Records from a collection
---*---

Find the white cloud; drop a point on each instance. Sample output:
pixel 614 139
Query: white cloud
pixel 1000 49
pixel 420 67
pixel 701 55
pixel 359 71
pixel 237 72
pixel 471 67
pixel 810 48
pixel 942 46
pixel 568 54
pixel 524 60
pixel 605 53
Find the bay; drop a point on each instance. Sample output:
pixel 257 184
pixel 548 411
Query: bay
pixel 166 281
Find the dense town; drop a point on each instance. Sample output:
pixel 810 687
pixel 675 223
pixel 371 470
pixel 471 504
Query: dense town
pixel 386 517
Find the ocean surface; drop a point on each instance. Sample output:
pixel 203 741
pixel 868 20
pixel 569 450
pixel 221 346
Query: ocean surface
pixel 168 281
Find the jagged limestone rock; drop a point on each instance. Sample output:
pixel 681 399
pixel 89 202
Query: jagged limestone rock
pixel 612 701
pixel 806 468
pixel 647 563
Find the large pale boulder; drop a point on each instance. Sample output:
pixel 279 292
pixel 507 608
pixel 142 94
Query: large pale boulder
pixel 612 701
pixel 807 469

---*---

WHAT IS NEEDED
Please rewrite everything from the start of the listing down to the line containing "pixel 386 517", changing "drop a point" to "place a marker" and leaving all else as it is.

WORKED SOLUTION
Find the white cloud; place a marker on each instance. Sample output:
pixel 614 139
Query: white cloud
pixel 1000 49
pixel 420 67
pixel 701 55
pixel 359 71
pixel 237 72
pixel 471 67
pixel 810 48
pixel 942 46
pixel 568 54
pixel 524 60
pixel 605 53
Find the bay; place a marker on each instance. Sample output:
pixel 257 184
pixel 548 411
Query: bay
pixel 166 281
Find the dense town; place a marker on each instance. Sample output:
pixel 810 687
pixel 675 223
pixel 371 470
pixel 471 504
Query: dense town
pixel 386 517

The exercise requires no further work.